=== EXERCISE ===
Could you write the next part of the Follow Friday newsletter below, picking up right after its last line?

=== SOURCE EXTRACT ===
=== Begin Enclosure ===

Who the hell puts butter on Pop-Tarts?
Also, I finally watched the original Super Mario Bros. movie! It was fine!
Hey friends, welcome back to Follow Friday! This week, we’re talking about pawpaws, Pop-Tarts, accidental bookmarks, and more. But first, here are some AI-generated ducks dressed as Mario and his brother … Green Mario.
💉 Reminder: Get your COVID booster!
My left arm is sore as I write this because this week, I got my annual flu shot and the newest COVID-19 vaccine for 2025. I remember how momentous getting the first shots in 2021 was: Just getting an appointment was an ordeal, and then I queued for at least 30 minutes outside the vaccine site, nervously checking my phone. What if they run out? etc.
That experience is hilarious in hindsight because getting my annual vaccine has become so easy. I rolled up to Walgreens, stood in no line, and was boosted & out of there in eight minutes. Consider this your reminder to get yours, too.
📰 What I’m reading
America’s forgotten fruit: “Today, wild pawpaws still grow in 26 states, from northern Florida to Pennsylvania and across the Midwest into Nebraska. But even though they appear in abundance each fall, few people are aware of the delicious treasures hiding nearby.”
Legalizing sports gambling was a mistake: “Legalization increases the risk that a household goes bankrupt by 25 to 30 percent, and increases debt delinquency. These problems seem to concentrate among young men living in low-income counties—further evidence that those most hurt by sports gambling are the least well-off.”

=== End Enclosure ===

=== RECORD SET ===
=== Begin Enclosure ===

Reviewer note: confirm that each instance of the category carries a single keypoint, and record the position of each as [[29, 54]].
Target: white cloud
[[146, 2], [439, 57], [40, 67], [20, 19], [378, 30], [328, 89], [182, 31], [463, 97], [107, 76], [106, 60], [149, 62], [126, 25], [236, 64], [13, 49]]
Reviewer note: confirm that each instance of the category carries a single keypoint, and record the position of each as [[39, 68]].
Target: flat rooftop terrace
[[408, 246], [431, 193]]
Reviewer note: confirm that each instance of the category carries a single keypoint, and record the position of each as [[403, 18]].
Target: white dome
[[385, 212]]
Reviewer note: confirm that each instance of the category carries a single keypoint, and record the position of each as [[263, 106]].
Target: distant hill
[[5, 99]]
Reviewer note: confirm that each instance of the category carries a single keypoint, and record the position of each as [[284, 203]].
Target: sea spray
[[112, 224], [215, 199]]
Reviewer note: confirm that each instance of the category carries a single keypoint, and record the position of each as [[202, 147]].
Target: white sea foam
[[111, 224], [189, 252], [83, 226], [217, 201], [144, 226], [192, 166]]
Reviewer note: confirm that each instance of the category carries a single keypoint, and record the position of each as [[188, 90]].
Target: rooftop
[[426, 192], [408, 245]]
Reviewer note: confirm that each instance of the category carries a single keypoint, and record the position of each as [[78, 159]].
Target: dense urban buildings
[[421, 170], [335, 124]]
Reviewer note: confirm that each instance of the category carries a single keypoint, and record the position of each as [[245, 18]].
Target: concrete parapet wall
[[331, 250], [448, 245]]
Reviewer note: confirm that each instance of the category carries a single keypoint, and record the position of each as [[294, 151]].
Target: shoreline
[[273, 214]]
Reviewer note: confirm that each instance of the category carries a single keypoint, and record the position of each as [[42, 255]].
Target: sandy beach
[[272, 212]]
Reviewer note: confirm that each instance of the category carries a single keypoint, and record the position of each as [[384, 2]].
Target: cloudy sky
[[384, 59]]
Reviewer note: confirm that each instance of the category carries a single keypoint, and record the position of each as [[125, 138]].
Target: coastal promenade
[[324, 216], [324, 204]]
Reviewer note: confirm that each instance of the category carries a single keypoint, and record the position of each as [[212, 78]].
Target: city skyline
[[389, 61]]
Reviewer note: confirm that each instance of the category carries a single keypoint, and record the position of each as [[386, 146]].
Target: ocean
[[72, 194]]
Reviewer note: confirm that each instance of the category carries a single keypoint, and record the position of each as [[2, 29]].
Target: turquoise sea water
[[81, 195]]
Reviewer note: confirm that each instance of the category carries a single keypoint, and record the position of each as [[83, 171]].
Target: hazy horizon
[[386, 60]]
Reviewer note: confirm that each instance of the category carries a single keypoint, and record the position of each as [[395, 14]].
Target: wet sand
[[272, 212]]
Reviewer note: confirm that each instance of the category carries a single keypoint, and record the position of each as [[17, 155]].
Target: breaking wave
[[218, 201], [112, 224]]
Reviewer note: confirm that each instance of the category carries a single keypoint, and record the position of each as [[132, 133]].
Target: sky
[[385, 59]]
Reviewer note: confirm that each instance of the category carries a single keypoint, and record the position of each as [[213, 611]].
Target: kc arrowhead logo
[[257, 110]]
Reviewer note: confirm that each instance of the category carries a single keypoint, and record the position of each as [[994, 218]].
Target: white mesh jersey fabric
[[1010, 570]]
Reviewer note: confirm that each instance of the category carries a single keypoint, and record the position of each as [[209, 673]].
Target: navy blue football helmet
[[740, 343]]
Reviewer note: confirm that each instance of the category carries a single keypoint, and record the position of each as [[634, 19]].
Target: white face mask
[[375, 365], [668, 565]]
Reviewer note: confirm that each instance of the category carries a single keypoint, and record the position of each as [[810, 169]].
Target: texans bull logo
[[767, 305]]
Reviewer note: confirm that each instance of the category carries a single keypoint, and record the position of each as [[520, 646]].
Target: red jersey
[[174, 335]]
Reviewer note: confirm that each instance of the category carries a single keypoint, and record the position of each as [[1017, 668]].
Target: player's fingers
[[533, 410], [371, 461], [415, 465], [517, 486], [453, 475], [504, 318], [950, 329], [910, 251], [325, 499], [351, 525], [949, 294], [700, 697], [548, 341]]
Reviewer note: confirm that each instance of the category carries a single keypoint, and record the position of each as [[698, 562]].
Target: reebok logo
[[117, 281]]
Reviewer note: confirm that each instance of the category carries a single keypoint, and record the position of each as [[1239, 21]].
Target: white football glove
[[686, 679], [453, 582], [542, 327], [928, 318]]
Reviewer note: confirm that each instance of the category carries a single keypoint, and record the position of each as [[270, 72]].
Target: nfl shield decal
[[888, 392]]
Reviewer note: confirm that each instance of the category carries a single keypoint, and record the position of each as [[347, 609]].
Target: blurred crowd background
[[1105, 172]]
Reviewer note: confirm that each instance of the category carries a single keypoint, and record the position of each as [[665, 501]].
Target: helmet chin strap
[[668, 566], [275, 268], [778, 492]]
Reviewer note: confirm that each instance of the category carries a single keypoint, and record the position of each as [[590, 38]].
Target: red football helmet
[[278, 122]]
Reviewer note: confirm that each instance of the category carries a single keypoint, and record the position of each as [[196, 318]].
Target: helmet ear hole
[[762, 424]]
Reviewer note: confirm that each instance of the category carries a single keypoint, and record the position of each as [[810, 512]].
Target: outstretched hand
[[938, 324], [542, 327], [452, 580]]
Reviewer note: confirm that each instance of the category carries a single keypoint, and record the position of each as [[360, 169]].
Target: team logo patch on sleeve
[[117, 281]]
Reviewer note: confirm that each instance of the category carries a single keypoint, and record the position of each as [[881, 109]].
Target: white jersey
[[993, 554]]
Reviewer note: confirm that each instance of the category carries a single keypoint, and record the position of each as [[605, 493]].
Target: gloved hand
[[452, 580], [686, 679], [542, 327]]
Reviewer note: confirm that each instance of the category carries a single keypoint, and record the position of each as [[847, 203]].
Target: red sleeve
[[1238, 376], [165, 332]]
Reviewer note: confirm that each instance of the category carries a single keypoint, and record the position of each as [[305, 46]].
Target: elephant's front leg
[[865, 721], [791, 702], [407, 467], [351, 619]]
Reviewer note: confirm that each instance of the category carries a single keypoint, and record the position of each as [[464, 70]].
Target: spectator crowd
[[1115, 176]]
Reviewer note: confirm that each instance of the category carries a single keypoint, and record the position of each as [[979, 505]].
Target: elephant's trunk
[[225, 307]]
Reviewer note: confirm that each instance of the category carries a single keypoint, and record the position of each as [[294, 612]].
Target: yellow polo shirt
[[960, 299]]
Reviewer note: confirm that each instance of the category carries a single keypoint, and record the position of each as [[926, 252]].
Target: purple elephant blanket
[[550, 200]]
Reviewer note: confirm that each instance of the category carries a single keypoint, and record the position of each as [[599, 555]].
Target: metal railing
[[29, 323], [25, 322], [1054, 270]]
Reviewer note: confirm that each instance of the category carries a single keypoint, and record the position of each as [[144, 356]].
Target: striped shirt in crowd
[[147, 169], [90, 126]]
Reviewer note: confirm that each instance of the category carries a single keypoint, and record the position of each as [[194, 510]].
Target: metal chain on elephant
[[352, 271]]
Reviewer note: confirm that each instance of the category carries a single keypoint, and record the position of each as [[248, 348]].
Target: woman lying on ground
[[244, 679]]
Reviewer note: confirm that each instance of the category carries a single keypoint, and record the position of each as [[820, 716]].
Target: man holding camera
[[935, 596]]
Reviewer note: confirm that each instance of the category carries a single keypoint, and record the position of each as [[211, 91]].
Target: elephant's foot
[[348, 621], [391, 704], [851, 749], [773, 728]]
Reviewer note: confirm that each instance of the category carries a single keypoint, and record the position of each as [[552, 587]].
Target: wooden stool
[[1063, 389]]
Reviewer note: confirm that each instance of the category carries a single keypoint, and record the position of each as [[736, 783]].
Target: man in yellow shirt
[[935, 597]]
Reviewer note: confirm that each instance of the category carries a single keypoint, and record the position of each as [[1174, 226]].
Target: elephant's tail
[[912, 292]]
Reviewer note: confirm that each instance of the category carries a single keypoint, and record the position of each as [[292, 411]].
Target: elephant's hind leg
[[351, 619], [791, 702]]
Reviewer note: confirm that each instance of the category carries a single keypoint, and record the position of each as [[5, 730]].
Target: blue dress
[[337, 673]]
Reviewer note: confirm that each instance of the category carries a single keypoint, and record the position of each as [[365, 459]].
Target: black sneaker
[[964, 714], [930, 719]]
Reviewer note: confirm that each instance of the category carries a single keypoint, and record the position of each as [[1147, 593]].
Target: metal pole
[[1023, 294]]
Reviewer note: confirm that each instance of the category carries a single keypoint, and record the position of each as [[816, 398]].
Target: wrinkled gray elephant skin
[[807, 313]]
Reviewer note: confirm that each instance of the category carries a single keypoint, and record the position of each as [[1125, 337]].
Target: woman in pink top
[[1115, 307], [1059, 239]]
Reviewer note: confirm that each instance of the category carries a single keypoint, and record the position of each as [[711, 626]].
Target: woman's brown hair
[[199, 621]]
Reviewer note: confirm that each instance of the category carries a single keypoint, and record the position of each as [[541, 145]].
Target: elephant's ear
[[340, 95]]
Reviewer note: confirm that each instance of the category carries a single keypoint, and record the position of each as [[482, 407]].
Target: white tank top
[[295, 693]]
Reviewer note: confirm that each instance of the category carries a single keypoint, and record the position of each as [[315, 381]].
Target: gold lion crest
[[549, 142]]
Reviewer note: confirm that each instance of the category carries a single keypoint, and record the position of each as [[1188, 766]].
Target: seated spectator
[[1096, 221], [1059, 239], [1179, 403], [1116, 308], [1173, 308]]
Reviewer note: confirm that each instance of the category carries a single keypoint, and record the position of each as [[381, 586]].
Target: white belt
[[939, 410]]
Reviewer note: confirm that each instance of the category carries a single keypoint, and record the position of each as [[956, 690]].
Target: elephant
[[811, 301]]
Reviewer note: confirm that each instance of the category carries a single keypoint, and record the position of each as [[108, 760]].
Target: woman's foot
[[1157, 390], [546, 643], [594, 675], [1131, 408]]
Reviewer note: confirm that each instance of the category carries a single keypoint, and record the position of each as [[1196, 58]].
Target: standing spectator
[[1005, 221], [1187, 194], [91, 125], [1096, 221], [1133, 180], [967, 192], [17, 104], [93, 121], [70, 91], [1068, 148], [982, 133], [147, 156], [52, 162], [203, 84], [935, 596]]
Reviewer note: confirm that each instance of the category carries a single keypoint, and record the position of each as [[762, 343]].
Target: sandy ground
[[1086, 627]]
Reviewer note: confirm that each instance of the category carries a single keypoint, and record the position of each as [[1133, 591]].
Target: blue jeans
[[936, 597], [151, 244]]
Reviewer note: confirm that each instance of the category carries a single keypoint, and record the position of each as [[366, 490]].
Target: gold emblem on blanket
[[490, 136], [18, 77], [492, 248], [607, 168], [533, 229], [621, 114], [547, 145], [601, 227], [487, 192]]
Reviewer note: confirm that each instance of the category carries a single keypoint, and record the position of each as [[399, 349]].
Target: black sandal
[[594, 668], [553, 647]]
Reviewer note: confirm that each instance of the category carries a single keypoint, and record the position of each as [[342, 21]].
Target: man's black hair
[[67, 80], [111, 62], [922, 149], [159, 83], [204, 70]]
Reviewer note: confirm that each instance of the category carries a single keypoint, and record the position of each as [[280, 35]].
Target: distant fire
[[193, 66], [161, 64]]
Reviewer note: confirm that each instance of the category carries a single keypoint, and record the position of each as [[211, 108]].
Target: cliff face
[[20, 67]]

=== End Enclosure ===

=== RESPONSE TO THIS TASK ===
Understanding anti-woke tech bros: “These guys romanticize the idea of working with their hands, but it’s far more likely they spend their days typing on a laptop (or better yet, speaking into a podcast mic). Rather than a remote log cabin, they imagine escaping to their very own civilization on a corporate-owned self-governing city-state — er, ‘networked state.’ They’re not driving lifted trucks; they’re buying bulletproof hunks of metal that look like they came out of Cyberpunk 2077. Like Ron Swanson, they still love animal protein, but now they may be eating it literally raw.”
Hang on to your physical driver’s license: “No matter what, teaching people they can add their IDs to their phones means some people will inevitably leave the house without physical ID, and that means creating the opportunity for cops to demand phones — which you should never, ever do. Technical details of your digital ID aside, handing your phone to a police officer grants law enforcement a lot of power over some of your most intimate personal data.”
Don’t give up on pronouncing someone’s name: “I cannot speak for everyone with a unique name, but in my opinion, I’d rather someone try to pronounce a name than just give up. Personally, I am not offended when either my first or last name is mispronounced but rather thankful someone took the effort to give my name dignity by attempting to say it — as I do theirs.”
🎧 What I’m listening to
Despite living in Northern California, I’m not a huge wine drinker. But I have made many daytrips to Napa and Sonoma counties, some of them on oppressively hot days. On this episode of Short Wave, Lauren Sommer answers a question I’ve thought about often: What is climate change doing to the grapes? Especially interesting is the impact on one specific, popular variety: Cabernet Sauvignon.
I wasn’t expecting a history of Pop-Tarts to have quite so many innuendos, but apparently that’s on brand for the On Brand podcast. There are also connections to World War II, dog food, and an ongoing debate about whether the Kellogg’s-made treat should be eaten with butter (absolutely not). Chemistry takes precedence over the breezy story here, which is wise because hosts Jon Glover and Marisa Pinson have a lot of it.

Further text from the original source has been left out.